- [What you need to do]:
Render every line of the rows below as a Markdown table with two columns, Number and Line, and skip any blank lines.

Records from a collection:

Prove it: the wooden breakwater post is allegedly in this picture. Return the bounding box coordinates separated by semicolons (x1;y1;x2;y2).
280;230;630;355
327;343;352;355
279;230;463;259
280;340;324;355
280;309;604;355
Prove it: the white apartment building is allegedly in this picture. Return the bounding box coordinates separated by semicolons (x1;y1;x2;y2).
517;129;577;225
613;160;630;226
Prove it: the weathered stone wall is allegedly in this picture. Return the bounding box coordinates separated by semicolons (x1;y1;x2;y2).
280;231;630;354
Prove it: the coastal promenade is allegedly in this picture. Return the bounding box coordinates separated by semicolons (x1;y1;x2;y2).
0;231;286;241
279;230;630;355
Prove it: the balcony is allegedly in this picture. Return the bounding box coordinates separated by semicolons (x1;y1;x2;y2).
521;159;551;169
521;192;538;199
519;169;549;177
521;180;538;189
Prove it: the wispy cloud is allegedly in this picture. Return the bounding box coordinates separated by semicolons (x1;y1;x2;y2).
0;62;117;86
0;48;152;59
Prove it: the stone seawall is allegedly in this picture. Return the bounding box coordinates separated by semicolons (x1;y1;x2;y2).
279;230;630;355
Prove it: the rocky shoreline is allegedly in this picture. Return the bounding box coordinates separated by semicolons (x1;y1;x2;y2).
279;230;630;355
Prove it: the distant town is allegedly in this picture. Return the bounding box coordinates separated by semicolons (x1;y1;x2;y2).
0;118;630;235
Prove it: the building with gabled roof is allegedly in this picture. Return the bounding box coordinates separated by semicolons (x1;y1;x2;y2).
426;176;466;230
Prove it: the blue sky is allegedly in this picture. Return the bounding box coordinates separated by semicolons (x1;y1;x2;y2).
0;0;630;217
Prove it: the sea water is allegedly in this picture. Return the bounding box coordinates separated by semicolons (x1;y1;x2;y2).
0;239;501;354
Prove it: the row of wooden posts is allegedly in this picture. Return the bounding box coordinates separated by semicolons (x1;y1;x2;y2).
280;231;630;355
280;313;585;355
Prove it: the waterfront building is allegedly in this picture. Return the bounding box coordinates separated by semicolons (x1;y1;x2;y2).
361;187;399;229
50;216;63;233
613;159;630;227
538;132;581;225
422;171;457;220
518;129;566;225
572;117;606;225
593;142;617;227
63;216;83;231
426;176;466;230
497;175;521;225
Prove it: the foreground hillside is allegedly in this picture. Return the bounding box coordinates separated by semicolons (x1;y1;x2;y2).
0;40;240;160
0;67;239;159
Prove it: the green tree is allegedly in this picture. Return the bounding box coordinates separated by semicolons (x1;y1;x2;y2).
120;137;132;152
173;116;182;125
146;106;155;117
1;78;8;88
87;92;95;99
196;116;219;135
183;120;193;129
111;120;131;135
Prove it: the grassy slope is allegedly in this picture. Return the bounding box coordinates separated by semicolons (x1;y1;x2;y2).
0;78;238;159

- [Written solution]:
| Number | Line |
|---|---|
| 1 | Prove it: the wooden breakwater post is allegedly in this picture. Return the bounding box coordinates separated by semicolons (x1;y1;x2;y2). |
| 2 | 280;230;630;355 |
| 3 | 327;343;352;355 |
| 4 | 279;230;463;259 |
| 5 | 280;340;324;355 |
| 6 | 280;309;604;355 |
| 7 | Prove it: the white apartment building is allegedly in this picture. Return the bounding box coordinates separated by semicolons (x1;y1;x2;y2). |
| 8 | 517;129;577;225 |
| 9 | 613;160;630;226 |
| 10 | Prove it: the weathered stone wall is allegedly in this picture. Return the bounding box coordinates separated by semicolons (x1;y1;x2;y2). |
| 11 | 280;231;630;354 |
| 12 | Prove it: the coastal promenade is allegedly in this picture. Return the bounding box coordinates separated by semicolons (x1;y1;x2;y2). |
| 13 | 0;231;286;241 |
| 14 | 279;230;630;355 |
| 15 | Prove it: the balcony is allegedly in this picture. Return the bounding box coordinates separated by semicolons (x1;y1;x2;y2). |
| 16 | 521;159;551;169 |
| 17 | 521;192;538;199 |
| 18 | 519;169;549;177 |
| 19 | 521;180;538;189 |
| 20 | Prove it: the wispy cloud is allegedly in this picture. Return the bounding box coordinates separated by semicolons (x1;y1;x2;y2). |
| 21 | 0;62;117;86 |
| 22 | 0;48;152;59 |
| 23 | Prove it: the stone seawall is allegedly in this picture. Return the bounding box coordinates separated by semicolons (x1;y1;x2;y2). |
| 24 | 279;230;630;355 |
| 25 | Prove it: the rocky shoreline is allegedly in this picture. Return the bounding box coordinates separated by semicolons (x1;y1;x2;y2). |
| 26 | 279;230;630;355 |
| 27 | Prove it: the distant town is allegedly in this picture. Return the bounding box coordinates separated by semicolons (x1;y1;x2;y2). |
| 28 | 0;118;630;235 |
| 29 | Prove it: the building with gabled roof is allegedly in this picture. Return the bounding box coordinates separated by semicolons (x1;y1;x2;y2). |
| 30 | 426;176;466;230 |
| 31 | Prove it: the blue sky is allegedly in this picture. Return the bounding box coordinates separated by semicolons (x1;y1;x2;y2). |
| 32 | 0;0;630;217 |
| 33 | Prove it: the sea water is allegedly in this picture. Return the bounding box coordinates separated by semicolons (x1;y1;x2;y2). |
| 34 | 0;239;501;354 |
| 35 | Prove it: the row of wooden posts is allegedly in this picture. Return the bounding box coordinates separated by semicolons (x1;y1;x2;y2). |
| 36 | 280;231;630;355 |
| 37 | 280;313;585;355 |
| 38 | Prove it: the waterfront building is allegedly in this picture. Return the bounding box coordinates separated by semicolons (x1;y1;x2;y2). |
| 39 | 361;187;399;229 |
| 40 | 50;216;63;233 |
| 41 | 613;159;630;227 |
| 42 | 538;132;581;225 |
| 43 | 422;171;457;220 |
| 44 | 518;129;566;225 |
| 45 | 572;117;606;225 |
| 46 | 593;142;617;227 |
| 47 | 63;216;83;231 |
| 48 | 426;176;466;230 |
| 49 | 497;175;521;225 |
| 50 | Prove it: the foreground hillside is allegedly in this picture. Return the bounding box coordinates separated by semicolons (x1;y1;x2;y2). |
| 51 | 0;40;240;160 |
| 52 | 0;67;239;159 |
| 53 | Prove it: the green tree is allegedly in this picture. Return the bounding box coordinates separated by semicolons (x1;y1;x2;y2). |
| 54 | 120;137;132;152 |
| 55 | 173;116;182;125 |
| 56 | 146;106;155;117 |
| 57 | 1;78;8;88 |
| 58 | 87;92;95;99 |
| 59 | 196;116;219;135 |
| 60 | 183;120;193;129 |
| 61 | 111;120;131;135 |
| 62 | Prove it: the grassy slope is allegedly in this picture. Return the bounding box coordinates separated by semicolons (x1;y1;x2;y2). |
| 63 | 0;78;238;159 |